▶ **SOURCE EXTRACT**
First, however, I need to set the stage by commenting about how impressed I was with some of Cather's ecological observations. Given her writing in this novel, she would have made a fine ecologist* if that had been her goal. For example, she talks about elderberry like this, "The elder bushes did not grow back in the shady ravines between the bluffs, but in the hot, sandy bottoms along the stream, where their roots were always in moisture and their tops in the sun."

Another ecological observation that impressed me was her description of a prairie dog town....

"Sometimes I rode north to the big prairie-dog town to watch the brown, earth-owls fly home in the late afternoon and go down to their nests underground with the dogs.... We had to be on our guard there, for rattlesnakes were always lurking about. They came to pick up an easy living among the dogs and owls, which were quite defenseless against them; took possession of their comfortable houses and ate the eggs and puppies."

At another point in the story, Cather has Antonia and Jim stopping by a prairie dog town to explore a bit....

"...Antonia suggested that we stop at the prairie-dog town and dig into one of the holes. We could find out whether they ran straight down, or were horizontal, like mole-holes; whether they had underground connections; whether the owls had nests down there, lined with feathers. We might get some puppies, or owl eggs, or snake-skins.
The dog-town was spread out over perhaps ten acres. The grass had been nibbled short and even, so this stretch was not shaggy and red like the surrounding country, but gray and velvety."

These are very accurate descriptions of prairie dog towns, including a couple of their "companion" animals, burrowing owls and prairie rattlesnakes.

▶ **REQUIRED TASK A**
In the piece on Cather's ecological observations, how large does the quoted passage say the dog-town was?
▶ **REQUIRED TASK B**
Carry the piece on Cather's ecological observations forward from its final sentence.

▶ **DATA EXCERPTS**
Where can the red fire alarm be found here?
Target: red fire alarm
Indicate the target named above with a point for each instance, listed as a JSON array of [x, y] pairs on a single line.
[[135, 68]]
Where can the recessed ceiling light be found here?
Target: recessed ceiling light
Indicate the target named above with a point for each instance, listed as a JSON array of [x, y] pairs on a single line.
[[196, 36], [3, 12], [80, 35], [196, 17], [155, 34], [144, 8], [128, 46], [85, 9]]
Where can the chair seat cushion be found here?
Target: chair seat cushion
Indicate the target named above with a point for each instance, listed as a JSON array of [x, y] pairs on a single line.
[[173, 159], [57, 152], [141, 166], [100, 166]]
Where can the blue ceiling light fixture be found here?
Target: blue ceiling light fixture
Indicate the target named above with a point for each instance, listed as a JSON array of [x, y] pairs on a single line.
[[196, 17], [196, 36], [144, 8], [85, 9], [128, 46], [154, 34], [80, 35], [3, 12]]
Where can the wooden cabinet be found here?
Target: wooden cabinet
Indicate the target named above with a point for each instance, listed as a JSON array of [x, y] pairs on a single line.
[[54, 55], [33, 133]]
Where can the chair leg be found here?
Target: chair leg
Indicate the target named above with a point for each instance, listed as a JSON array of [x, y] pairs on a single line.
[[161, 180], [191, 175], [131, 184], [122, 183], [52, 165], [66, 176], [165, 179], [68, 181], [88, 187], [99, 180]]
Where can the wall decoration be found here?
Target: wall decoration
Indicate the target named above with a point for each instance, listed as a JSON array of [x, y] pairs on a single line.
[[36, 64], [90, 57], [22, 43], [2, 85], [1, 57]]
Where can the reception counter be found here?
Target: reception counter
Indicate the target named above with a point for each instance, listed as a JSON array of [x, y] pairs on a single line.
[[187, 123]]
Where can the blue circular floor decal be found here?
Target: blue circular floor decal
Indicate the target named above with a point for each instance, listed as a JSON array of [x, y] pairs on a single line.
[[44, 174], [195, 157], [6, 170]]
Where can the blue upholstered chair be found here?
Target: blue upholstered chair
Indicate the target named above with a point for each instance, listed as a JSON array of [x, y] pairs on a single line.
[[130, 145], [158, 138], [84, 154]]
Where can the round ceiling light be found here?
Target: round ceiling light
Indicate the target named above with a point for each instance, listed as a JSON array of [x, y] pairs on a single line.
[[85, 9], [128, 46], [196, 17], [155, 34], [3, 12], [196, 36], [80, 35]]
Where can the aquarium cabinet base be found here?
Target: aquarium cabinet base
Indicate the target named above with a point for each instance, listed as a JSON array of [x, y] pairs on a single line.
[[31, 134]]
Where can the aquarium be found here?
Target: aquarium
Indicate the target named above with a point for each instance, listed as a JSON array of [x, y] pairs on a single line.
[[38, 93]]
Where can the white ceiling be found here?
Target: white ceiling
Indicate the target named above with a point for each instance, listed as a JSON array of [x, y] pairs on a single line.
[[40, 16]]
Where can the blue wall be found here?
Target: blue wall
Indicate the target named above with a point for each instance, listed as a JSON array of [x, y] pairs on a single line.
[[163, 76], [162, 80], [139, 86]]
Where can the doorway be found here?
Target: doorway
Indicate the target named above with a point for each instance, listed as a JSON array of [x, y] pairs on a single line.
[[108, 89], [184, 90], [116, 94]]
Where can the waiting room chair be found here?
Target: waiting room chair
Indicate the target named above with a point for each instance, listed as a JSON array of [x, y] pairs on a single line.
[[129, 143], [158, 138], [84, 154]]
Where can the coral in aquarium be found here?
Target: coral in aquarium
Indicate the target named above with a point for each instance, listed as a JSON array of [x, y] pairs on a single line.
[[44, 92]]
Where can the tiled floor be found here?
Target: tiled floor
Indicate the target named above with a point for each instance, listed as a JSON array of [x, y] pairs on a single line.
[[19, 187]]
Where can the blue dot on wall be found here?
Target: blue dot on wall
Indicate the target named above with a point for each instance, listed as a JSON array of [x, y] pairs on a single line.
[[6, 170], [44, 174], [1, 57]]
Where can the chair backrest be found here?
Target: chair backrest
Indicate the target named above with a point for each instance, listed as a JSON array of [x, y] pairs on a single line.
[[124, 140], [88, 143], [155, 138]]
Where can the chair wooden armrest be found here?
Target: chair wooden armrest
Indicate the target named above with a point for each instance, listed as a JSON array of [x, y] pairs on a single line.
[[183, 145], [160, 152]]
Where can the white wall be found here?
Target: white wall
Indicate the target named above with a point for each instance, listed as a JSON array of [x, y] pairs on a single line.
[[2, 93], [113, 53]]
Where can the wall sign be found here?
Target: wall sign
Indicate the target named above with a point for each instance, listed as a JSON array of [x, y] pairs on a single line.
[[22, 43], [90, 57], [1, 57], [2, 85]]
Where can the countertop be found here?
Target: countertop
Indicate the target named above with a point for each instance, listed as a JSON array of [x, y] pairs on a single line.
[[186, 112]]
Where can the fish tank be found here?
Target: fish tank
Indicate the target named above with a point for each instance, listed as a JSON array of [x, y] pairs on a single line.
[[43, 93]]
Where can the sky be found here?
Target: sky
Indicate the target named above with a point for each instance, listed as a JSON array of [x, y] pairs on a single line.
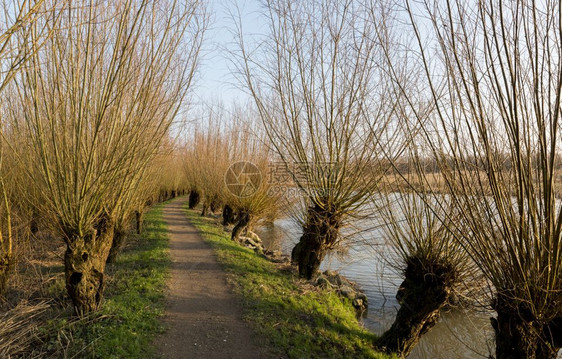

▶ **FINAL ANSWER A**
Perhaps ten acres.

▶ **FINAL ANSWER B**
However, in the introduction written by Marilyn Sides, an author and senior lecturer in the English Department at Wellesley in Massachusetts, Sides refers to Cather's descriptions of the prairie dog towns in such a way that it is obvious she doesn't have a clue what a prairie dog or prairie dog town is. She is commenting on the almost total lack of a Native American presence in this novel when she writes, "The only truly original inhabitation seems to be the prairie dog town, which may allude to a kind of Indian pueblo (in 1916 Cather had toured the pueblos of Taos and the ancient pueblo ruins of Mesa Verde)...."

Not only did Marilyn Sides not know what prairie dog towns are, but the editing staff of Signet Classics evidently didn't know either. Prairie dogs are keystone species in the prairie ecosystem. They are part of the prairie lore and mythology of this country. How do you comment on a book, even a novel, about the prairie and not have the faintest idea what a prairie dog is or how and where they live? Especially when the author is describing so many of the prairie animals and their habitats in such straightforward but beautiful prose?!

It's long past time that we include studies of our local and national wildlife and our ecosystems in our basic education system. Kids don't get out and explore wild areas like they used to 50 years ago, so that sort of basic knowledge is literally being lost. While teaching 1st graders about rainforests is theoretically fine, I think it's far more important that they learn first about the native plants and animals that live around them. There's time enough for understanding rainforests after the kids learn prairies and deciduous forests and American deserts.

It's time we all learn our natural neighbors and neighborhoods again.

* Note: The science of ecology, with its understanding of communities of plants and animals that are dependent on each other for existence, was not widely recognized until many years after Cather wrote.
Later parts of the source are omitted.